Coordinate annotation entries
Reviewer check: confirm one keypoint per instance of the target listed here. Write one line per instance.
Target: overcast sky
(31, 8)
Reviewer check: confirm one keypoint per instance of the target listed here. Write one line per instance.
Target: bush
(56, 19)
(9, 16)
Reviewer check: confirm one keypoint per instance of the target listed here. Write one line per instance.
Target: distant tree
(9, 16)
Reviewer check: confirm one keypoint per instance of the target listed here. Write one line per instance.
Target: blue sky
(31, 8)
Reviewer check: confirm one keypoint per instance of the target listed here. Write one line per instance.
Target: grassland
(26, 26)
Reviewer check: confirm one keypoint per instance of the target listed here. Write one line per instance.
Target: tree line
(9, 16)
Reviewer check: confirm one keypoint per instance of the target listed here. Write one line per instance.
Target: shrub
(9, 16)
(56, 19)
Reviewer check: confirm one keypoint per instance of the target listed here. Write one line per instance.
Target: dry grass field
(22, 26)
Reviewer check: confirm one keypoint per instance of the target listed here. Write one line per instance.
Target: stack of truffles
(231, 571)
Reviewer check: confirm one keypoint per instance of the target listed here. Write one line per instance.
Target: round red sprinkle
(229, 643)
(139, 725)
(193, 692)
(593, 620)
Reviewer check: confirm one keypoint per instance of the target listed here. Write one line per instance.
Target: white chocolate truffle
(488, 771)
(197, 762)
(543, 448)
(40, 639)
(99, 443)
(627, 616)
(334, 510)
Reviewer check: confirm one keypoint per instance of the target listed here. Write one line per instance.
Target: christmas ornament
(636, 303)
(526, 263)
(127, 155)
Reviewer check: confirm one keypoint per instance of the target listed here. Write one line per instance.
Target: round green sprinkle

_DIRECTIVE_
Reproduce the listing above verbatim, from first line to last.

_REPLY_
Reviewer check: confirm one keypoint per instance of the target listed here. Write one line per instance.
Target: overcast sky
(31, 8)
Reviewer check: confirm one keypoint per instance of the target listed here. Write one line per instance.
Target: bush
(56, 19)
(9, 16)
Reviewer check: confirm one keypoint per instance of the target listed here. Write one line per instance.
Target: distant tree
(9, 16)
Reviewer check: confirm one keypoint per instance of the target listed here. Write one line per instance.
Target: blue sky
(31, 8)
Reviewer check: confirm one keypoint per instance of the target listed here. Write one line per instance.
Target: grassland
(26, 26)
Reviewer check: confirm one keypoint per instance of the target listed here. Write one line per instance.
Target: tree line
(9, 16)
Reviewer check: confirm one keypoint per instance of the target listed here. Write one line per instance.
Target: shrub
(9, 16)
(56, 19)
Reviewer check: confirm one keypoint per instance of the target listed here. Write one line per instance.
Target: dry grass field
(22, 26)
Reviewer check: confirm one keypoint per instance of the target listed here. Write one line per instance.
Target: stack of truffles
(231, 571)
Reviewer check: confirm one keypoint per instance of the target listed here. Write one line per instance.
Target: round red sprinkle
(229, 643)
(139, 725)
(193, 692)
(593, 620)
Reviewer check: confirm one keypoint per instance of the target listed here. Write one line per instance.
Target: white chocolate truffle
(488, 771)
(197, 762)
(543, 448)
(40, 639)
(99, 443)
(627, 616)
(334, 510)
Reviewer check: confirm one keypoint per instance of the target listed here. Write one line per instance.
Target: christmas ornament
(636, 303)
(526, 263)
(127, 155)
Reviewer check: confirm one keypoint per instance of the target listed here. Write one line per instance.
Target: round green sprinkle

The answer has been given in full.